** Task objective **
Every entry below needs to be repeated exactly as written.
Information supplied section start
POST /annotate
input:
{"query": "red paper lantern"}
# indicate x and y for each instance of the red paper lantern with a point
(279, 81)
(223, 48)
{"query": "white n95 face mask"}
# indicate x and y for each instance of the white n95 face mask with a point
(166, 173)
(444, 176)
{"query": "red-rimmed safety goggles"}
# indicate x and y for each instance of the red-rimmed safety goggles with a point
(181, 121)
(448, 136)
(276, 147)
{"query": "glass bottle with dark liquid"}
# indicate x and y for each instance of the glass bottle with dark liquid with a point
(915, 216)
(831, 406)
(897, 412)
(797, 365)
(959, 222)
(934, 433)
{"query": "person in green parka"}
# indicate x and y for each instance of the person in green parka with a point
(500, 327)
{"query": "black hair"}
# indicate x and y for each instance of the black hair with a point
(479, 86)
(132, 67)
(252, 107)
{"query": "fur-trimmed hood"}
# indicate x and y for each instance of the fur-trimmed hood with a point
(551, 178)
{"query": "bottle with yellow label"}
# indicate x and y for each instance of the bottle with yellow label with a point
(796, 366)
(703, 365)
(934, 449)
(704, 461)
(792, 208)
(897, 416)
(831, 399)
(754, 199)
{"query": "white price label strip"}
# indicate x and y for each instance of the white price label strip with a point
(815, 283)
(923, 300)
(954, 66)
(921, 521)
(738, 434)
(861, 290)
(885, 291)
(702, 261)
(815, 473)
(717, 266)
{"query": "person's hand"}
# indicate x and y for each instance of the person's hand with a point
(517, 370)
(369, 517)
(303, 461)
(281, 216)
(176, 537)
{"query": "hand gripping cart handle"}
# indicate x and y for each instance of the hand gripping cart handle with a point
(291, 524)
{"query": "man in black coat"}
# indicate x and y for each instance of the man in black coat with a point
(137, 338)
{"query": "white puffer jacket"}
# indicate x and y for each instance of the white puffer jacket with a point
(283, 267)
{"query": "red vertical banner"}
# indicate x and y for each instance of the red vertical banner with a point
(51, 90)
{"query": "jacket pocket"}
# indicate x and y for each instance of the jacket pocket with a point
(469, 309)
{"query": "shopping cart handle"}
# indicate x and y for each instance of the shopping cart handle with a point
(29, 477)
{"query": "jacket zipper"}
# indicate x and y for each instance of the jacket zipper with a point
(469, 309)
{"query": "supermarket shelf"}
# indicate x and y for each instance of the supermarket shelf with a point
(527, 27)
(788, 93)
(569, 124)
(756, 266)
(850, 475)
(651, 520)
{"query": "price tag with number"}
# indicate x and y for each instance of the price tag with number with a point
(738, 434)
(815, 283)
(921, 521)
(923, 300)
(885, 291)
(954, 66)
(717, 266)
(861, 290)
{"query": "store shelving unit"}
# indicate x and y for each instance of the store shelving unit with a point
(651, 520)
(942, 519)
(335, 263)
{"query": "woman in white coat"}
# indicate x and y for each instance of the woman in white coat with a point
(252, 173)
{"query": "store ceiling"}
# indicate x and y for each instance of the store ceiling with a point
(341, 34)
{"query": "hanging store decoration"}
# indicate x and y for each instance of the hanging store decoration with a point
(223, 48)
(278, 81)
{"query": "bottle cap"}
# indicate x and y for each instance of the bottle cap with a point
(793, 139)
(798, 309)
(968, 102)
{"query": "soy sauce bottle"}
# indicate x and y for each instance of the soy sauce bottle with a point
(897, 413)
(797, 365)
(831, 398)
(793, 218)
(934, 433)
Information supplied section end
** Result of the exercise **
POST /annotate
input:
{"query": "red paper lantern"}
# indicate x and y for each instance of the red paper lantern with a point
(279, 81)
(223, 48)
{"query": "white n95 face mask"}
# indicate x and y for each instance of the white n95 face mask with a point
(166, 173)
(444, 176)
{"query": "red-rimmed safety goggles"}
# indicate x and y for each instance of the red-rimmed safety goggles with a point
(181, 121)
(448, 136)
(276, 147)
{"query": "glass bottle with dark liquid"}
# indicate x and y for each instance of the glass bottle with dark liquid with a point
(915, 216)
(831, 406)
(897, 412)
(797, 365)
(959, 222)
(934, 433)
{"query": "person in green parka"}
# indicate x and y for each instance of the person in green parka with a point
(500, 327)
{"query": "black hair"}
# indicate x and y for each instance of the black hair with a point
(479, 86)
(132, 67)
(252, 107)
{"query": "fur-trimmed hood"}
# indicate x and y for each instance of the fur-trimmed hood with a point
(551, 178)
{"query": "bottle with yellow label"}
# indicate x and y for each instance of the bottle with yellow label with a point
(796, 366)
(703, 365)
(934, 449)
(704, 461)
(792, 208)
(897, 416)
(831, 399)
(754, 199)
{"query": "white price label strip"}
# indicate x and y for each instance of the white price label strip with a point
(815, 283)
(923, 300)
(954, 66)
(921, 521)
(738, 434)
(861, 290)
(885, 291)
(702, 261)
(815, 473)
(717, 266)
{"query": "person's hand"}
# indicate x and y for each instance of the person's hand with a point
(517, 370)
(369, 517)
(303, 461)
(281, 216)
(176, 537)
{"query": "hand gripping cart handle"}
# indicate x and y for each instance of the hand gripping cart handle with a point
(291, 524)
{"query": "man in black coat"}
# indicate x and y for each instance of the man in black coat with a point
(137, 338)
{"query": "white puffer jacket"}
# indicate x and y for each instance of the white puffer jacket with a point
(283, 267)
{"query": "red vertical banner"}
# indicate x and y for each instance of the red vertical banner with a point
(51, 90)
{"query": "jacket pocket"}
# indicate x and y for each instance of the jacket pocket with a point
(469, 309)
{"query": "shopping cart handle"}
# indicate x and y for each instance of the shopping cart handle with a point
(29, 477)
{"query": "jacket zipper"}
# indicate x and y for each instance of the jacket zipper with a point
(469, 309)
{"query": "supermarket shelf"}
# indicate x and y for each instance of the supermarket shelf with a point
(527, 27)
(788, 93)
(569, 124)
(756, 266)
(850, 475)
(651, 520)
{"query": "price tag with number"}
# indicate x and y for each instance of the price tag with number with a point
(738, 434)
(815, 283)
(921, 521)
(923, 300)
(885, 291)
(954, 66)
(717, 266)
(861, 290)
{"query": "store shelving unit"}
# indicate x and y for each instance of the store shelving unit with a point
(651, 520)
(942, 519)
(335, 263)
{"query": "woman in white coat"}
# indicate x and y for each instance of the woman in white coat with a point
(252, 173)
{"query": "store ceiling"}
# indicate x and y for each instance of the store ceiling with a point
(341, 34)
{"query": "hanging store decoration"}
# indicate x and y for each instance of the hanging store decoration with a point
(223, 48)
(278, 81)
{"query": "bottle cap"}
# indicate x and y for each instance of the bottle cap with a point
(793, 139)
(798, 309)
(968, 102)
{"query": "soy sauce bottle"}
# indicate x and y for each instance of the soy sauce bottle with a point
(897, 413)
(797, 365)
(831, 398)
(793, 218)
(934, 433)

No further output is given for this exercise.